Übungsaufgaben
• 1. Entnehmen Sie dem Text über spiegellose Kameras wortgetreu den Abschnitt, der mit den Worten „Und da war sie: die“ beginnt und mit „im Weg ist.“ endet.
• 2. Führen Sie den Text über die Sony A7 II und die Canon 6D nach seinem letzten Satz weiter.

Gezeigter Textauszug
--

Technisch und auch vom Spieltrieb her wurden spiegellose Kameras immer interessanter. Irgendwann siegte die Neugier und eine eine gebrauchte Sony A7 II kam. Zum Adaptieren der Canon EF-Objektive und – spannend – auch von manuellen Canon FD, Minolta MC/MD und einem 135mm DDR-Pentacon.
Und da war sie: die Kluft zwischen der technisch beeindruckenden Sony, an die so viele interessante Objektive adaptierbar waren. Und der Canon 6D, die einfach canontypisch so ausgereift ergonomisch war, so schlafwandlerisch zu bedienen, wie eine Sony das wohl niemals sein wird. Ein fotografisches Tool, das nie im Weg ist.

--

Material
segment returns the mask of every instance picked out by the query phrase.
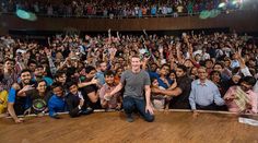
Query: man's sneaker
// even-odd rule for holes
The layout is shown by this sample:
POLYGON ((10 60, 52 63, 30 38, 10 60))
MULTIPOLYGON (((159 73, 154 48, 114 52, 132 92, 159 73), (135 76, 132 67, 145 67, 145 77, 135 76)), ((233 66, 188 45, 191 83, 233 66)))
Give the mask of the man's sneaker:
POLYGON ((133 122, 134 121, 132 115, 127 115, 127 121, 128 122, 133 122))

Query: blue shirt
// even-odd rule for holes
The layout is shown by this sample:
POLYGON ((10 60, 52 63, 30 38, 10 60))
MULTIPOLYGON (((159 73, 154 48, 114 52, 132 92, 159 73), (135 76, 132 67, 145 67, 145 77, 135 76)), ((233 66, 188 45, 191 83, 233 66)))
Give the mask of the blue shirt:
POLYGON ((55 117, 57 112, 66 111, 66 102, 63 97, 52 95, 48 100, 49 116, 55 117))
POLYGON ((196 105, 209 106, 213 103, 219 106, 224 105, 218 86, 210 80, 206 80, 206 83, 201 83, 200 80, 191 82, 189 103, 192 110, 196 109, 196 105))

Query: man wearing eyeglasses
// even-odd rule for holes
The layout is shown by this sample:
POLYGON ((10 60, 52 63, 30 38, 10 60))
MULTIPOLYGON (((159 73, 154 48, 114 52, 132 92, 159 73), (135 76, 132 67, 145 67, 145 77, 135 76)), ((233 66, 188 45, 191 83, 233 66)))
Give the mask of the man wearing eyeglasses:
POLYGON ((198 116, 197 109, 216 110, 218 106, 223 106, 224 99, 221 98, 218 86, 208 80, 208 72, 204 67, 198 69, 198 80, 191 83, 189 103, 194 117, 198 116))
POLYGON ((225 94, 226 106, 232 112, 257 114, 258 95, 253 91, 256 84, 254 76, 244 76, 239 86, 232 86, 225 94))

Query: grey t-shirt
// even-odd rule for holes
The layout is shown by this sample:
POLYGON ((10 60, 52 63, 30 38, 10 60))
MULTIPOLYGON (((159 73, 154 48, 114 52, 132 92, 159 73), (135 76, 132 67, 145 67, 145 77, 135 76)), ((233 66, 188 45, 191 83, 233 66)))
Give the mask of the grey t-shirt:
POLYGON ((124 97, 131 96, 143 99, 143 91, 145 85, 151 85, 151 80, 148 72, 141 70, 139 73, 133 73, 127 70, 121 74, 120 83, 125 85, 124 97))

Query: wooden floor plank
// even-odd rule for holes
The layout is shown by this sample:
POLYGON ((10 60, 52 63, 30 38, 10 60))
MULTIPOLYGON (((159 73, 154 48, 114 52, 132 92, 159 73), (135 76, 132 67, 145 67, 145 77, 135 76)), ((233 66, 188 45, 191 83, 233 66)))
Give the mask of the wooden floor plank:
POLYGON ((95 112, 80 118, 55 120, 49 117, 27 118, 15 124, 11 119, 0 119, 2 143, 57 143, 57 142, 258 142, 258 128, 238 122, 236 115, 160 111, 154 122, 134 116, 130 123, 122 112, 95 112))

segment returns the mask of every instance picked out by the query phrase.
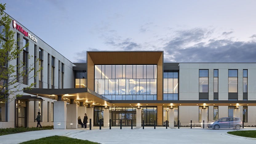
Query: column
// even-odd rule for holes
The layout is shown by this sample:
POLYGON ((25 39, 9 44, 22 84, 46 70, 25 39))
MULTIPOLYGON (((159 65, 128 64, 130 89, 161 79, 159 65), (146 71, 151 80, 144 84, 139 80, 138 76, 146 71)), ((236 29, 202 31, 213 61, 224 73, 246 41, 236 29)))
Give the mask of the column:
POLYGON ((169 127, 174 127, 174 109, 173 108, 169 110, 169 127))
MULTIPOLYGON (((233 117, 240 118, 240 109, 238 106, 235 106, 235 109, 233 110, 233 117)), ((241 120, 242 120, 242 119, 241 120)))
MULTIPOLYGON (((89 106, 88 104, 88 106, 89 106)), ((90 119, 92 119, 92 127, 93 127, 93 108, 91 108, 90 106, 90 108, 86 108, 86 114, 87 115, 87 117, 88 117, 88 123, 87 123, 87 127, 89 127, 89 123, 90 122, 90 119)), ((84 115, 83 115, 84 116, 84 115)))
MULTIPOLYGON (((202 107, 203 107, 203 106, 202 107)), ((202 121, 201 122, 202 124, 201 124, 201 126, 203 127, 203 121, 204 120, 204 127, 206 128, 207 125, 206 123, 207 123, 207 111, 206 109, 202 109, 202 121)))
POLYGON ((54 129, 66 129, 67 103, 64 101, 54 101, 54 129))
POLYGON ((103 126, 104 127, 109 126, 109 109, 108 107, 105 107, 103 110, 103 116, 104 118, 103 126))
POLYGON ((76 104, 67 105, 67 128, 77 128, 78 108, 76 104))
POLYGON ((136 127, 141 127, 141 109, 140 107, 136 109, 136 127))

--

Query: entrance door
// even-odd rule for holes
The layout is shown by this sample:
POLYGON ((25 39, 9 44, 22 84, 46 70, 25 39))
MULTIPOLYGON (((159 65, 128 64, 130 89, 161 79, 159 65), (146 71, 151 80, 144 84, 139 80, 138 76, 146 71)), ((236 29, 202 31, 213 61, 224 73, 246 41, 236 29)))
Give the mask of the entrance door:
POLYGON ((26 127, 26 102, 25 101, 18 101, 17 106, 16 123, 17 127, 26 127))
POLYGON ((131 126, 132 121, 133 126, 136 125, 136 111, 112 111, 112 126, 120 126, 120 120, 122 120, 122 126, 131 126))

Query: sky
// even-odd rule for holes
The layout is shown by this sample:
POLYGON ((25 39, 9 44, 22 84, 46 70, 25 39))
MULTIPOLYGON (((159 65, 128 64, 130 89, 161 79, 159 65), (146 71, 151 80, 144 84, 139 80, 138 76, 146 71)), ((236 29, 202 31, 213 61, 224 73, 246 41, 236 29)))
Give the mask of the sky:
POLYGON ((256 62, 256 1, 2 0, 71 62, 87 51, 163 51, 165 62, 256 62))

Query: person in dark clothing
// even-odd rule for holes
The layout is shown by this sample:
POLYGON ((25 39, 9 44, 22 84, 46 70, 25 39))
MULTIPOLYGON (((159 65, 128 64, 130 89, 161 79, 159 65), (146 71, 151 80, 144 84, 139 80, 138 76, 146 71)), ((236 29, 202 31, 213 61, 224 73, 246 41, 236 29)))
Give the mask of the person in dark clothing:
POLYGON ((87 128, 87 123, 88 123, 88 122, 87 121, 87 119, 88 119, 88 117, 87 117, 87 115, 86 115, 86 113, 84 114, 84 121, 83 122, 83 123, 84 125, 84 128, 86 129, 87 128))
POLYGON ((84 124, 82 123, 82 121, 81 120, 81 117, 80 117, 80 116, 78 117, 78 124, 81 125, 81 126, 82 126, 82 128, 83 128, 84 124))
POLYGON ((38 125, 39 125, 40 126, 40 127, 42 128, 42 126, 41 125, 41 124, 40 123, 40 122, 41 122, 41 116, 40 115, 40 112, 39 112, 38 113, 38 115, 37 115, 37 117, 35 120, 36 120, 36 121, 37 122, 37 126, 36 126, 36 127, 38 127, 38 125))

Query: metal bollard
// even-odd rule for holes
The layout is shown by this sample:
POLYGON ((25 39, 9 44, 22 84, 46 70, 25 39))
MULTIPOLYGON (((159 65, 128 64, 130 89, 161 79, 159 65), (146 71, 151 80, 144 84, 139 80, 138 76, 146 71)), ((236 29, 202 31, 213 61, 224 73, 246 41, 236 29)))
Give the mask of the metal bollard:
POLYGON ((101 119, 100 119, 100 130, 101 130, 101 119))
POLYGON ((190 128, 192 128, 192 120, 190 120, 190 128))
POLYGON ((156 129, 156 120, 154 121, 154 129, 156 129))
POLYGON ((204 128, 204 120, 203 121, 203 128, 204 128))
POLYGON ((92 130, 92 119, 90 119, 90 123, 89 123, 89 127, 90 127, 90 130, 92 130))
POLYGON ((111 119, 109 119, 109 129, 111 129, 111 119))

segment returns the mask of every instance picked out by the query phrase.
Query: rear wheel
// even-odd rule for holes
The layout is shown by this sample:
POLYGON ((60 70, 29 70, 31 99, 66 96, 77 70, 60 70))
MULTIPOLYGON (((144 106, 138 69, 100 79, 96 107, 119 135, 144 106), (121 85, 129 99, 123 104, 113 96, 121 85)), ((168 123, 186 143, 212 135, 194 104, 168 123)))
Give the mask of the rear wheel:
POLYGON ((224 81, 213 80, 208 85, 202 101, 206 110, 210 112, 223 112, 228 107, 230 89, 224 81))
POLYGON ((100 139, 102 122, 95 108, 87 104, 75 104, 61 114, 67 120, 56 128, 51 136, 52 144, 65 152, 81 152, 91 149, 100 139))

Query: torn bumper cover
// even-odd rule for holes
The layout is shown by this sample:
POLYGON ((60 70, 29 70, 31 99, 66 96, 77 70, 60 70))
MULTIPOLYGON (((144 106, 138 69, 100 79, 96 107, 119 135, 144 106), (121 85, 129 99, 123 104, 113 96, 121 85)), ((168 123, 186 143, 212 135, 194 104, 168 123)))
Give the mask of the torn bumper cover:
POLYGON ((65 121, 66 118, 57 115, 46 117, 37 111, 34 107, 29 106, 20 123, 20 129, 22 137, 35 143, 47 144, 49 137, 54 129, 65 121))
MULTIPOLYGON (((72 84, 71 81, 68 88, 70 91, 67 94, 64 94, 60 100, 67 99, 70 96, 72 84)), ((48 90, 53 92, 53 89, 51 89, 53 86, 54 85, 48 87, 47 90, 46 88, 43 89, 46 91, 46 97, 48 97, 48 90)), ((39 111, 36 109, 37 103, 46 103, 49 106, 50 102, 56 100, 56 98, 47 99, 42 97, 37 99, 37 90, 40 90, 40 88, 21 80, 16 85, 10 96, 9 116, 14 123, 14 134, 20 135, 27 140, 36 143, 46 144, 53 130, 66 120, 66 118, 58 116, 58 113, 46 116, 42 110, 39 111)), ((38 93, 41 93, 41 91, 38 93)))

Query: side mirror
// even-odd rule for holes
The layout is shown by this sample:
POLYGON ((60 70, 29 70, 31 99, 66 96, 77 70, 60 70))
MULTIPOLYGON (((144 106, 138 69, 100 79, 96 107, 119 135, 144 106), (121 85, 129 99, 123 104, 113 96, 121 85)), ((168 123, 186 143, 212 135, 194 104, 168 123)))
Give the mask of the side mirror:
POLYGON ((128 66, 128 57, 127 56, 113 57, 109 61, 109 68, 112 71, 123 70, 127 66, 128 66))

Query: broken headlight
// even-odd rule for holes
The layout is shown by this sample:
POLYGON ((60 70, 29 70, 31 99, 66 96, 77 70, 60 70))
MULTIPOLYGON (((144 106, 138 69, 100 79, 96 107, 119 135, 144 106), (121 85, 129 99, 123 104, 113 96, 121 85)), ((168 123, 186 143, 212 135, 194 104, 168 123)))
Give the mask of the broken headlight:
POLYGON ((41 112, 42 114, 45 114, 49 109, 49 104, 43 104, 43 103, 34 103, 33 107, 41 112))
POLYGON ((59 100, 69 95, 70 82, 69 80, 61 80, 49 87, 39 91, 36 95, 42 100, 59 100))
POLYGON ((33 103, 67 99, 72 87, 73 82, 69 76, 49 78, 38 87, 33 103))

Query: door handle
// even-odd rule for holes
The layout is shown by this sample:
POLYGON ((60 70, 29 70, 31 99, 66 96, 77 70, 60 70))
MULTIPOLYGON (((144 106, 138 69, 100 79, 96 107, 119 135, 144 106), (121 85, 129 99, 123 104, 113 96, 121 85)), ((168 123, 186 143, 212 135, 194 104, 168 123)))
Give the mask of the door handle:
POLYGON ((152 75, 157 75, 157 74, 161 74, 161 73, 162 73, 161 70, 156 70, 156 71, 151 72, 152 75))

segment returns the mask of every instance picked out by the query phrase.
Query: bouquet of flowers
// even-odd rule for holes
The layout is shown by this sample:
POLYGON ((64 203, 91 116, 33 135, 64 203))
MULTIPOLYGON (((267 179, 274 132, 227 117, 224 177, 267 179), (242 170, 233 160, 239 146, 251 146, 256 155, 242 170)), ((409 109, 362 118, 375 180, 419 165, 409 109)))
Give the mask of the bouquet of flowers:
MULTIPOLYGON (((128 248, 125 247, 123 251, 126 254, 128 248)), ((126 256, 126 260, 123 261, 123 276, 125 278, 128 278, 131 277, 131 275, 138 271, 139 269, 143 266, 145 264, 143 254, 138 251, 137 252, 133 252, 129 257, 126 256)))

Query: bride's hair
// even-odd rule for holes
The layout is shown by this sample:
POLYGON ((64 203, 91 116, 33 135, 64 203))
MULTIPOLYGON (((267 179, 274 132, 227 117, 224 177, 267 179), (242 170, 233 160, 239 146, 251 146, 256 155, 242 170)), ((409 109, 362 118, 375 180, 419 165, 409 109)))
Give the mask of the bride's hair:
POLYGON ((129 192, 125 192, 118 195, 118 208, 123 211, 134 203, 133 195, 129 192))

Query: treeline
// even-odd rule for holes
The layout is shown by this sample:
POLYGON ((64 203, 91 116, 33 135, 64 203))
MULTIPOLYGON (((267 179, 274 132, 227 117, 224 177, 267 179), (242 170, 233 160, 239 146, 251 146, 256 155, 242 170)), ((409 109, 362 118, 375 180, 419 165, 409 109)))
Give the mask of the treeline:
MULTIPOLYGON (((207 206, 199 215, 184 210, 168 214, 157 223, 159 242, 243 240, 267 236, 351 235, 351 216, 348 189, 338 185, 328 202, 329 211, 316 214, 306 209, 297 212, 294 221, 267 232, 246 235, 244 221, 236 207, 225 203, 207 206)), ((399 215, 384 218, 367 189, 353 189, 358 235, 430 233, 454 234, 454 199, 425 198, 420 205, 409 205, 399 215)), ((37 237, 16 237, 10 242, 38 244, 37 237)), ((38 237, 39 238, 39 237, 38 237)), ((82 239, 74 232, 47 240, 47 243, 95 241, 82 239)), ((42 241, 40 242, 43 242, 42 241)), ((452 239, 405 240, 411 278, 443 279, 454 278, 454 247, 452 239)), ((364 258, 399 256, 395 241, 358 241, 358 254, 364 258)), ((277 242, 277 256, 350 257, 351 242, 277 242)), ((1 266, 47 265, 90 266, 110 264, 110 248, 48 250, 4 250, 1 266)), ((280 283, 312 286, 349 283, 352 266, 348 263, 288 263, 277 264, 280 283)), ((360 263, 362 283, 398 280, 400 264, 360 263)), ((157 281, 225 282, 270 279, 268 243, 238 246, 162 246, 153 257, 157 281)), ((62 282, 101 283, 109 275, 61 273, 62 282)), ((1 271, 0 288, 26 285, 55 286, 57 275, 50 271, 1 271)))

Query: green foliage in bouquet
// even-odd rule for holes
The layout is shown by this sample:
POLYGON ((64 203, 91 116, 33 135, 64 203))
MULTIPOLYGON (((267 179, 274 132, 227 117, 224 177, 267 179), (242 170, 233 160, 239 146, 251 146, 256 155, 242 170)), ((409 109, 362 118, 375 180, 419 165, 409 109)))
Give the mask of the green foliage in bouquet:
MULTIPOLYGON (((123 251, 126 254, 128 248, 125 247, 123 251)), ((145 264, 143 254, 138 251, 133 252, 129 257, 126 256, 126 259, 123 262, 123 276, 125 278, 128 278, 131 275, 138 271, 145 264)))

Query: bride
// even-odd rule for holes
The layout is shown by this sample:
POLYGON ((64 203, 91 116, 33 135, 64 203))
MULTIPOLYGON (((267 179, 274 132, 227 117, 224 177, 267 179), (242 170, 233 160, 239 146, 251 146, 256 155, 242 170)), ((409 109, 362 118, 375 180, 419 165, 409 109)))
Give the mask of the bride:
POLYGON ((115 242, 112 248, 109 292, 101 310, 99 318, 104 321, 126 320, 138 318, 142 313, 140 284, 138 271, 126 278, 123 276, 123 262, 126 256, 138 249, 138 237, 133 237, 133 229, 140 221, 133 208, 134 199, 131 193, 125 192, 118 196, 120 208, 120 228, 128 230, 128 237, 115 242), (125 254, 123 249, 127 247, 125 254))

--

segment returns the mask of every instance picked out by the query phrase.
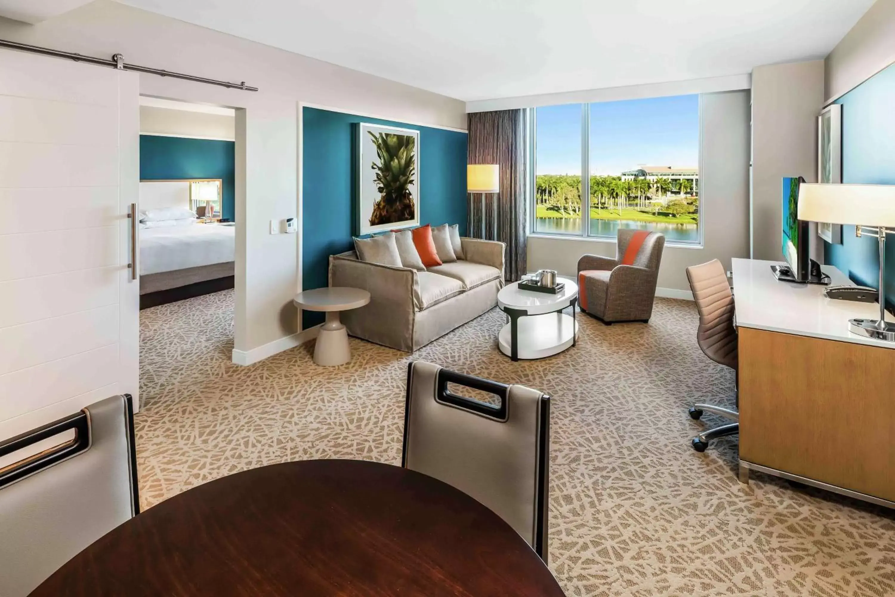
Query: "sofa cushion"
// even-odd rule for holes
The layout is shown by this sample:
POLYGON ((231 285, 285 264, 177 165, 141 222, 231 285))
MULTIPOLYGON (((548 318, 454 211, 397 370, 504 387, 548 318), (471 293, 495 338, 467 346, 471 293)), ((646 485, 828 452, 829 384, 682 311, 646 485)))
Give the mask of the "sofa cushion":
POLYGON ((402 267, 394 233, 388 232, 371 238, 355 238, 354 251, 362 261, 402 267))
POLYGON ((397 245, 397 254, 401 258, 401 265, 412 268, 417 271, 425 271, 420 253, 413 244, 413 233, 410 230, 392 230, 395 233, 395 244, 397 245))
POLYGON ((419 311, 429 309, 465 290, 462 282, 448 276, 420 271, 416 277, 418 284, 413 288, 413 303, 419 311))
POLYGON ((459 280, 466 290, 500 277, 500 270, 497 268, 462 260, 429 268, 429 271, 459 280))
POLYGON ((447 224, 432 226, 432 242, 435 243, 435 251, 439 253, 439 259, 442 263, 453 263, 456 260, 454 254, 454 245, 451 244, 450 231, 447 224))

--

Schriftliche Antworten
• 1.
Und da war sie: die Kluft zwischen der technisch beeindruckenden Sony, an die so viele interessante Objektive adaptierbar waren. Und der Canon 6D, die einfach canontypisch so ausgereift ergonomisch war, so schlafwandlerisch zu bedienen, wie eine Sony das wohl niemals sein wird. Ein fotografisches Tool, das nie im Weg ist.

• 2.
Irgendwann waren de Einschränkungen der Kombination A7II / Adapter beim Autofokus zu viel und die nächste Gebrauchte kam zum Ausprobieren hinzu: eine Canon EOS RP. Die gute alte 6D habe ich dafür verkauft. Ebenfalls mit adaptierten EF-Objektiven, aber – what a difference! Aktuell (Herbst 2021) ist der Original-Adapter von Canon nicht lieferbar, aber zumindest der günstige Adapter von Viltrox funktioniert tadellos an der RP.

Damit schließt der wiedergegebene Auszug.